__Problem to solve__:
Substitute "lampshade" for "lamp shade" in the stretch from the line containing "Where can the ceiling" through the line containing "Target: end table", and give those lines again with nothing else changed.

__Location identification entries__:
--

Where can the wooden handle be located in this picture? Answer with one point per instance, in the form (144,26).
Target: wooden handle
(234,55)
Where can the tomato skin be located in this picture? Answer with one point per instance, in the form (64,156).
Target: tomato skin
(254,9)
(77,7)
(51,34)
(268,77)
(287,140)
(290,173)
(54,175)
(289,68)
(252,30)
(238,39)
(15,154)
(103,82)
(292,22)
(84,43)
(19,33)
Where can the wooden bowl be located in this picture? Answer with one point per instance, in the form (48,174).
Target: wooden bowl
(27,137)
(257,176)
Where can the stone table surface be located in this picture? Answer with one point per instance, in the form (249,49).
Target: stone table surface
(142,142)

--

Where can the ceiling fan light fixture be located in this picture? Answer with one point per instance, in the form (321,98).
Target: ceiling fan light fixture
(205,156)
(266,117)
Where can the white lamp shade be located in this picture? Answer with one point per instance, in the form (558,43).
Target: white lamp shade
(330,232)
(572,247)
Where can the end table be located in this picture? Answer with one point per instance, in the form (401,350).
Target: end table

--

__Correct output__:
Where can the ceiling fan light fixture be located in this picture? Answer with one point per instance, in the form (321,98).
Target: ceiling fan light fixture
(205,156)
(266,117)
Where can the white lampshade be located in this picture? Answer with one point per instance, in the form (558,43).
Target: white lampshade
(330,232)
(572,247)
Where can the end table be located in this picture? Answer with one point per instance, in the form (401,350).
Target: end table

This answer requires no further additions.